* Zadanie do wykonania:
Przepisz dokładnie ten fragment tekstu o pięcioraczkach Dionne, który leży między słowami „Dziś badania USG” a „opiekę kanadyjskiego rządu.”, łącznie z nimi.

* Fragment dokumentu:

====================

Pierwsze pięcioraczki, które przeżyły okres niemowlęcy. Tragiczne losy sióstr Dionnie
Nawet współcześnie narodziny pięcioraczków stanowią sensację. Ciąże mnogie, choć zdarzają się coraz częściej, rzadko owocują tak liczną gromadką. W dodatku często dochodzi też do powikłań okołoporodowych lub śmierci w niemowlęctwie, ponieważ większość ciąż mnogich kończy się przed terminem. Na szczęście, dzięki postępowi medycyny, coraz łatwiej ocalić życie nawet kilkuset gramowych dzieci.
Dziś badania USG pozwalają na przygotowanie się na narodziny dzieci z ciąż mnogich i wcześniaków. Dawniej taka sytuacja była prawdziwą niespodzianką dla rodziców i personelu medycznego. Pięcioro identycznych dzieci nawet współcześnie wzbudziłoby zaskoczenie.
Urodzone w 1934 roku jednojajowe pięcioraczki z Kanady stały się ogólnoświatową sensacją. Rodzice, niezamożni i prości, mieli jeszcze pięcioro innych dzieci. Córka Pauline była niespełna rok starsza od pięcioraczek. Na świat przyszły: Yvonne, Annette, Cecile, Emilie i Marie.
Zobacz też: Identyczne czworaczki z Wielkiej Brytanii. Zobacz, jak wyglądają dzisiaj
Dzieci na wystawie
Ojciec i matka dziewczynek zawieźli swoje córki na światową wystawę w Chicago, licząc na łatwy zarobek, przez pokazanie niezwykłych dzieci. Nie pomylili się. Zainteresowanie było ogromne. Siostry Dionne trafiły pod opiekę kanadyjskiego rządu.
Dziewczynki po urodzeniu walczyły o życie, ważyły po 600 g każda, przyszły szacunkowo na świat około 26-28 tygodnia ciąży. Mimo niezaawansowanych wówczas technologii medycznych, udało się i wszystkie przeżyły. Jednak ich życie dalekie było od radosnego. Żyły niemal jak zwierzęta w zoo, wystawione na widok publiczny.
W 1935 roku trafiły do specjalnej auli o wielkich oknach. Można powiedzieć, że był to "Big Brother" lub "Truman Show" tamtych czasów.

====================

* Przedstawione rekordy:
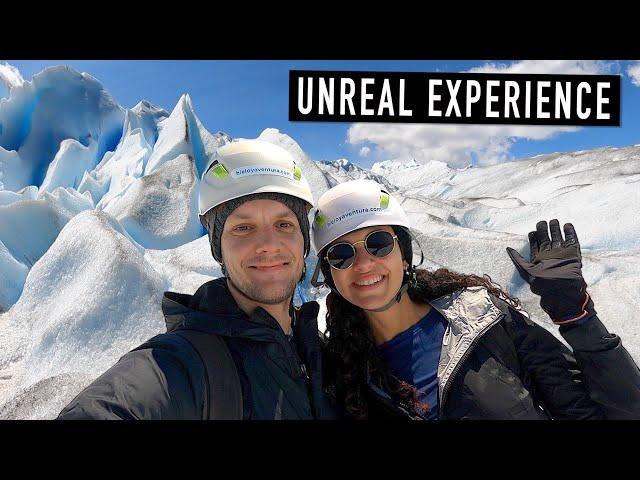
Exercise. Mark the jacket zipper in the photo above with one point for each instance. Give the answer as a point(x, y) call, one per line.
point(445, 390)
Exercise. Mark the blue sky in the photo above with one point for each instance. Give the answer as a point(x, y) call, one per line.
point(244, 97)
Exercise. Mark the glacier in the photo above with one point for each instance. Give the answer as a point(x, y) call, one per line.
point(98, 217)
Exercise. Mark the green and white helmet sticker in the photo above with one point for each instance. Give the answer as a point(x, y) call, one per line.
point(219, 171)
point(384, 200)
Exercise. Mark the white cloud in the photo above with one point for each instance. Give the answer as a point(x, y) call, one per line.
point(634, 72)
point(10, 76)
point(455, 144)
point(364, 151)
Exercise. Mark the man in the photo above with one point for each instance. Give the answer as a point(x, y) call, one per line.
point(236, 348)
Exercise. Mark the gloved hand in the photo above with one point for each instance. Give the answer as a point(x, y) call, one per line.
point(555, 272)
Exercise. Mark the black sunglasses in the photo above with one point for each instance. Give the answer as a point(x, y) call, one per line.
point(378, 243)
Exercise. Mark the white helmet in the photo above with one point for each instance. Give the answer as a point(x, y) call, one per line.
point(250, 166)
point(352, 205)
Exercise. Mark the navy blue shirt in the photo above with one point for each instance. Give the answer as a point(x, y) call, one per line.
point(413, 356)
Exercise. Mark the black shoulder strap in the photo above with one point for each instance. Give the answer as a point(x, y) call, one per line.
point(224, 397)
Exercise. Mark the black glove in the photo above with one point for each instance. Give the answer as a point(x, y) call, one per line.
point(554, 272)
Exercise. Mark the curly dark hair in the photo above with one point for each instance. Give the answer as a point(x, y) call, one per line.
point(351, 349)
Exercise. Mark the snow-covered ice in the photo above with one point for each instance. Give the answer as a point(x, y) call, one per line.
point(98, 217)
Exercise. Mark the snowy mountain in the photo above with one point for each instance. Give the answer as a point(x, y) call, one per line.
point(98, 217)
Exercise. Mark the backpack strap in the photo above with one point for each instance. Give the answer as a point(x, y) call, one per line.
point(223, 399)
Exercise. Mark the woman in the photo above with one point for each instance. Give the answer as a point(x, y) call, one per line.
point(410, 343)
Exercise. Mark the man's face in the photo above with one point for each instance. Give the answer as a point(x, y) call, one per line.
point(263, 250)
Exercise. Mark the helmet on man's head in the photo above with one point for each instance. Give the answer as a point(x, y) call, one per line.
point(251, 170)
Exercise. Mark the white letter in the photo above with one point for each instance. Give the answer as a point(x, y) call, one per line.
point(582, 114)
point(511, 100)
point(403, 112)
point(453, 99)
point(365, 96)
point(385, 101)
point(542, 99)
point(347, 97)
point(472, 98)
point(433, 97)
point(563, 98)
point(326, 97)
point(305, 110)
point(600, 115)
point(491, 98)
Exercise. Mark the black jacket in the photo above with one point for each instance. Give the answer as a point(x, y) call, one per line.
point(497, 364)
point(165, 378)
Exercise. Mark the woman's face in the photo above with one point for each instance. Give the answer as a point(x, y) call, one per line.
point(371, 282)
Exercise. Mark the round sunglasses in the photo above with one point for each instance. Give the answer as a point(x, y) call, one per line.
point(378, 243)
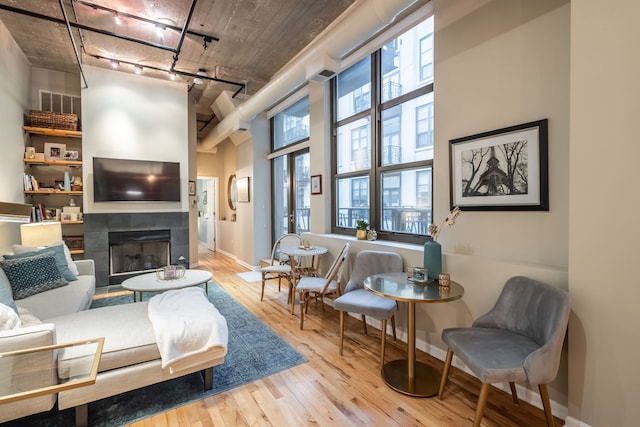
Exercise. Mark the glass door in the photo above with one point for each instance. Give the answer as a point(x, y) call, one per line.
point(292, 193)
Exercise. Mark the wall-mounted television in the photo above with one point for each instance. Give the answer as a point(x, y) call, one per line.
point(124, 180)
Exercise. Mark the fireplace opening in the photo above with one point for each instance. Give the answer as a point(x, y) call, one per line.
point(134, 252)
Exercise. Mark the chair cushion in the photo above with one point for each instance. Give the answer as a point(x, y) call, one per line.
point(493, 355)
point(315, 284)
point(364, 302)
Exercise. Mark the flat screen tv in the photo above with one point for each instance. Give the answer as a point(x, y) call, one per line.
point(123, 180)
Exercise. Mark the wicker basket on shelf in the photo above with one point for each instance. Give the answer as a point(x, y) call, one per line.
point(48, 119)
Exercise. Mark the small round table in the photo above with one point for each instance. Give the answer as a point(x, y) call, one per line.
point(407, 375)
point(149, 282)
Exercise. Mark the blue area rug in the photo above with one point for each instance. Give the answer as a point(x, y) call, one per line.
point(255, 351)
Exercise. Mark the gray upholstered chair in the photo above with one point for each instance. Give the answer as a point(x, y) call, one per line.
point(519, 340)
point(314, 288)
point(279, 267)
point(356, 299)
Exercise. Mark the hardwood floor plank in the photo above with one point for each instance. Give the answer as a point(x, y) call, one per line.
point(330, 389)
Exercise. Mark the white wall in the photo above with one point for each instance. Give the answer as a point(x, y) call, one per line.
point(14, 104)
point(604, 338)
point(131, 116)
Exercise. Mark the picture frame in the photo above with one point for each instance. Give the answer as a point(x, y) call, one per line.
point(242, 187)
point(54, 150)
point(501, 170)
point(316, 184)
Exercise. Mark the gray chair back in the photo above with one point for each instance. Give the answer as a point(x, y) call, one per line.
point(537, 311)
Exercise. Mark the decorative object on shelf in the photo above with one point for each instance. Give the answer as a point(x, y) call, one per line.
point(171, 272)
point(76, 183)
point(432, 249)
point(444, 280)
point(361, 229)
point(54, 151)
point(49, 119)
point(67, 182)
point(480, 164)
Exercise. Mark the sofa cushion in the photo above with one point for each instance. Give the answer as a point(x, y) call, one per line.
point(33, 274)
point(6, 294)
point(61, 259)
point(9, 319)
point(128, 334)
point(69, 299)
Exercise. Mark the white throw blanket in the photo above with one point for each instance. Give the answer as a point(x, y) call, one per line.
point(185, 324)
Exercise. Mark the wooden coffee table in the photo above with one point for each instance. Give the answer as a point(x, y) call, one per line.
point(150, 283)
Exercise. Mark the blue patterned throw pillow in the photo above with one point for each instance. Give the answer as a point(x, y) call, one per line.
point(58, 253)
point(33, 274)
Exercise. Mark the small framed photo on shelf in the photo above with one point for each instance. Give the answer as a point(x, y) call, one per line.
point(316, 184)
point(54, 151)
point(70, 155)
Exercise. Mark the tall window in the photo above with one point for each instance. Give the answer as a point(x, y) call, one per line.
point(291, 125)
point(383, 146)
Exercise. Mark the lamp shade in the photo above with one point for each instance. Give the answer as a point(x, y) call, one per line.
point(40, 233)
point(15, 212)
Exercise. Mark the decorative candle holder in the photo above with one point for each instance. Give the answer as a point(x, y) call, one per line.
point(444, 280)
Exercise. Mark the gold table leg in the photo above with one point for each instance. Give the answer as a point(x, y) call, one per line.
point(408, 376)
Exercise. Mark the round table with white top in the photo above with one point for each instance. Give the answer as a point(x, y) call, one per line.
point(150, 282)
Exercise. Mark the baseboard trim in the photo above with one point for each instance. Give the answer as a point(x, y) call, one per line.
point(572, 422)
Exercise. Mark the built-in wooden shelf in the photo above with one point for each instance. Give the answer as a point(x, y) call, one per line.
point(52, 132)
point(51, 192)
point(53, 162)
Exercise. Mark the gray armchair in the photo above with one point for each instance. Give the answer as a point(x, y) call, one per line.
point(519, 340)
point(356, 299)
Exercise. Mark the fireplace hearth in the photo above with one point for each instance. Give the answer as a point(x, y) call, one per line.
point(138, 251)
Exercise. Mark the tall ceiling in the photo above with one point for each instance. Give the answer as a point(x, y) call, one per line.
point(238, 44)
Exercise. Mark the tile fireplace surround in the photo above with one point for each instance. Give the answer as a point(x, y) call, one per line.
point(97, 228)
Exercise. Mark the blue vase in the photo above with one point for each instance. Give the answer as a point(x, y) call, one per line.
point(67, 182)
point(433, 259)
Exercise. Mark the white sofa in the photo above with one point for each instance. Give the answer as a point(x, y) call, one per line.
point(130, 357)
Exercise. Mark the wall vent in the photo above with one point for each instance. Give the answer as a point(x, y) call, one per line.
point(61, 103)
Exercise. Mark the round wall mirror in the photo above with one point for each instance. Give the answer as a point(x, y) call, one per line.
point(232, 192)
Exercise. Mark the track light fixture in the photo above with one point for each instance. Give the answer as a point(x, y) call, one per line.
point(198, 80)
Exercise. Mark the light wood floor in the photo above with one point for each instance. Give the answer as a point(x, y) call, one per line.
point(329, 389)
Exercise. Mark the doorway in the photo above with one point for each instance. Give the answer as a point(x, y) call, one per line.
point(292, 193)
point(206, 191)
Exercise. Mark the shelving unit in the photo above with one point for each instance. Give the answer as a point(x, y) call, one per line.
point(50, 172)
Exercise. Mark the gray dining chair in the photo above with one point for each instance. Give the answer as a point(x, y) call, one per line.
point(519, 340)
point(356, 299)
point(279, 266)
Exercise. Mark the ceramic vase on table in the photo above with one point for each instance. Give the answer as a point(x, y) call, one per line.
point(433, 259)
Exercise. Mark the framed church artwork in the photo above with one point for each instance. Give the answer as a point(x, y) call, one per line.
point(501, 170)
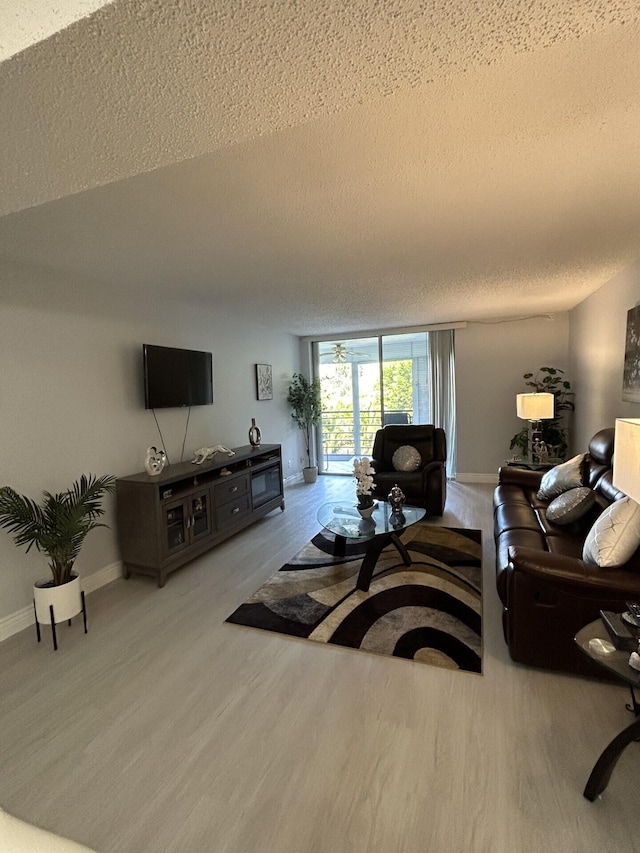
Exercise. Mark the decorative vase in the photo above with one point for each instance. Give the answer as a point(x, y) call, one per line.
point(255, 436)
point(155, 461)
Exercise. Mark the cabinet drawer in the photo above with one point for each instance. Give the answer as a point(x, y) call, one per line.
point(231, 512)
point(230, 488)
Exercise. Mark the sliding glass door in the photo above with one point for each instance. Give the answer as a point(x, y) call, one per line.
point(366, 383)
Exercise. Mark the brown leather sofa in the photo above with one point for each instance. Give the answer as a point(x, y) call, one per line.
point(427, 486)
point(548, 592)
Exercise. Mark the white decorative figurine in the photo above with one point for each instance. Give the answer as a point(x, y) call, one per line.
point(155, 461)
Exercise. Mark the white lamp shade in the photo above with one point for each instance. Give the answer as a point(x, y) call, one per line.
point(535, 407)
point(626, 457)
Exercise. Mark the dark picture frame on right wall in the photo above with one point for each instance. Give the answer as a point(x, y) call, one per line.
point(631, 376)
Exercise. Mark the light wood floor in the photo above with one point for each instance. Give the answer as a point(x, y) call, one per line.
point(165, 729)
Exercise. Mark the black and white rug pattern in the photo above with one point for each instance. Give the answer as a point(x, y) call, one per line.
point(429, 612)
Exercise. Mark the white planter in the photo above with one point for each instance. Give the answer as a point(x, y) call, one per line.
point(66, 600)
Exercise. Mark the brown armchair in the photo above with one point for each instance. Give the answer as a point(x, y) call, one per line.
point(425, 486)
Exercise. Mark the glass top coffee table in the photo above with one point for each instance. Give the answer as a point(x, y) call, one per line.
point(343, 520)
point(617, 663)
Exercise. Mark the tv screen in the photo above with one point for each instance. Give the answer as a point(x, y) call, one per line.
point(176, 377)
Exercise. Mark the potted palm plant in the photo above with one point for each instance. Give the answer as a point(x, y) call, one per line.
point(57, 527)
point(304, 399)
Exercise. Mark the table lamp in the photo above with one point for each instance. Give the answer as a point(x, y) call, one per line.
point(626, 457)
point(535, 408)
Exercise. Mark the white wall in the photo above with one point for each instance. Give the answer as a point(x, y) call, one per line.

====================

* Odpowiedź do zadania:
Dziś badania USG pozwalają na przygotowanie się na narodziny dzieci z ciąż mnogich i wcześniaków. Dawniej taka sytuacja była prawdziwą niespodzianką dla rodziców i personelu medycznego. Pięcioro identycznych dzieci nawet współcześnie wzbudziłoby zaskoczenie.
Urodzone w 1934 roku jednojajowe pięcioraczki z Kanady stały się ogólnoświatową sensacją. Rodzice, niezamożni i prości, mieli jeszcze pięcioro innych dzieci. Córka Pauline była niespełna rok starsza od pięcioraczek. Na świat przyszły: Yvonne, Annette, Cecile, Emilie i Marie.
Zobacz też: Identyczne czworaczki z Wielkiej Brytanii. Zobacz, jak wyglądają dzisiaj
Dzieci na wystawie
Ojciec i matka dziewczynek zawieźli swoje córki na światową wystawę w Chicago, licząc na łatwy zarobek, przez pokazanie niezwykłych dzieci. Nie pomylili się. Zainteresowanie było ogromne. Siostry Dionne trafiły pod opiekę kanadyjskiego rządu.